## Texto proporcionado
....
La DSI evoca, por tanto, tres principios fundamentales compartibles por todos:

1) en primer lugar, para que la dignidad humana y sus derechos tengan un valor absoluto deberán fundarse en el Absoluto, es decir, en Dios;

2) en segundo lugar, la persona alcanza su perfección relacionándose con los demás, sobre todo en la familia;

3) y, al mismo tiempo, en la sociedad.

La persona, sujeto-en-relación con Dios

La historia demuestra que Dios y el ser humano están juntos o caen juntos. Todas las veces que el ser humano excluye o rechaza su relación con el Absoluto, se pierde a sí mismo. Comenta Pablo VI:

«Ciertamente, el hombre puede organizar la tierra sin Dios, pero, al fin y al cabo, sin Dios no puede menos de organizaría contra el hombre. El humanismo exclusivo es un humanismo inhumano No hay, pues, más que un humanismo verdadero que se abre al Absoluto en el reconocimiento de una vocación que da la idea verdadera de la vida humana. Lejos de ser norma última de los valores, el hombre no se realiza a sí mismo si no es superándose».(Pablo VI, PP 42).
....
[Entradas para localizar cosas nombradas]

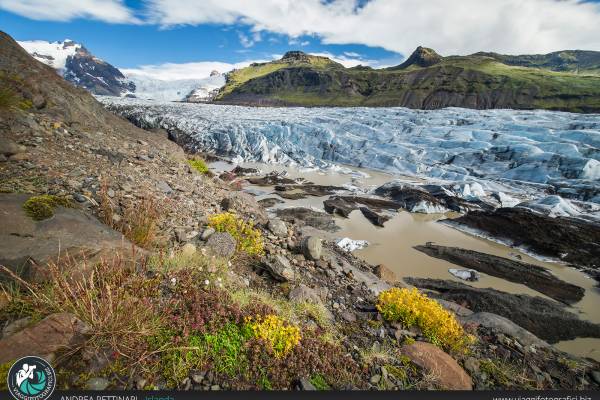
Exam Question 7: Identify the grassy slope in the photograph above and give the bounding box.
[218,56,600,112]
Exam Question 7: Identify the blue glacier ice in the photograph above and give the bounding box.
[100,97,600,209]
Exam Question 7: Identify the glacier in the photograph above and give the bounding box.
[99,97,600,209]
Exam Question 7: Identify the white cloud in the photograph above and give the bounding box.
[0,0,140,23]
[147,0,600,55]
[119,60,270,81]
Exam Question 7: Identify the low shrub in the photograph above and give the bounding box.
[247,315,300,358]
[23,194,73,221]
[188,158,210,174]
[377,288,473,351]
[208,212,264,255]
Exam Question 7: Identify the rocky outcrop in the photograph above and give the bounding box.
[215,48,600,112]
[0,313,91,364]
[0,194,143,280]
[415,244,585,304]
[400,342,473,390]
[405,278,600,343]
[390,46,442,70]
[444,207,600,268]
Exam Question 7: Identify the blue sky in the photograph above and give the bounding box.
[0,0,600,79]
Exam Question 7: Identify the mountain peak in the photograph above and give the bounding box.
[281,50,309,61]
[395,46,442,69]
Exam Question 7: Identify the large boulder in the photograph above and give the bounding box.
[401,342,473,390]
[268,218,288,237]
[0,313,90,364]
[0,136,27,157]
[263,254,295,282]
[221,192,269,225]
[206,232,237,258]
[373,264,398,283]
[0,194,138,280]
[301,236,323,260]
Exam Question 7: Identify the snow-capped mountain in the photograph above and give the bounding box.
[18,39,136,96]
[18,39,225,102]
[126,72,225,103]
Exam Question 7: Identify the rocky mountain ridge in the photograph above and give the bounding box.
[215,47,600,112]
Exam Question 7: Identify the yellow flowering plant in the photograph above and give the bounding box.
[208,212,264,255]
[246,315,301,358]
[377,288,474,352]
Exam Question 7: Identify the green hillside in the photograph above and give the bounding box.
[216,47,600,112]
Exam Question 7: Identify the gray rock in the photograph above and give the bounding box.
[289,283,321,304]
[302,236,323,261]
[0,137,27,157]
[206,232,237,258]
[0,313,90,364]
[340,311,356,322]
[73,193,87,203]
[2,317,31,337]
[156,181,173,194]
[85,378,110,390]
[181,243,196,257]
[263,254,295,282]
[200,228,215,241]
[0,194,138,280]
[221,192,269,225]
[590,371,600,385]
[267,218,288,237]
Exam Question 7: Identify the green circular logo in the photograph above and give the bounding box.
[7,356,56,400]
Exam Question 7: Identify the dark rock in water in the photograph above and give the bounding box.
[458,312,548,347]
[448,268,480,282]
[231,165,259,176]
[247,172,296,186]
[323,196,358,218]
[374,181,493,212]
[405,278,600,343]
[276,191,307,200]
[258,197,285,208]
[360,207,390,227]
[275,207,339,232]
[323,196,401,226]
[444,207,600,269]
[275,182,346,197]
[415,244,585,304]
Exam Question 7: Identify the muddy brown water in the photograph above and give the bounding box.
[211,162,600,361]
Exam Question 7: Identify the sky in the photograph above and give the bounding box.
[0,0,600,79]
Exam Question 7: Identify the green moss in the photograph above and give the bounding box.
....
## Requisitos del ejercicio
1) Duplica el fragmento del texto proporcionado que empieza en "3) y, al mismo" y termina en "VI, PP 42).".
2) Traduce al inglés esta oración del texto proporcionado: «Todas las veces que el ser humano excluye o rechaza su relación con el Absoluto, se pierde a sí mismo.»

## Respuestas del ejercicio
1)
3) y, al mismo tiempo, en la sociedad.

La persona, sujeto-en-relación con Dios

La historia demuestra que Dios y el ser humano están juntos o caen juntos. Todas las veces que el ser humano excluye o rechaza su relación con el Absoluto, se pierde a sí mismo. Comenta Pablo VI:

«Ciertamente, el hombre puede organizar la tierra sin Dios, pero, al fin y al cabo, sin Dios no puede menos de organizaría contra el hombre. El humanismo exclusivo es un humanismo inhumano No hay, pues, más que un humanismo verdadero que se abre al Absoluto en el reconocimiento de una vocación que da la idea verdadera de la vida humana. Lejos de ser norma última de los valores, el hombre no se realiza a sí mismo si no es superándose».(Pablo VI, PP 42).

2) Every time human beings exclude or reject their relationship with the Absolute, they lose themselves.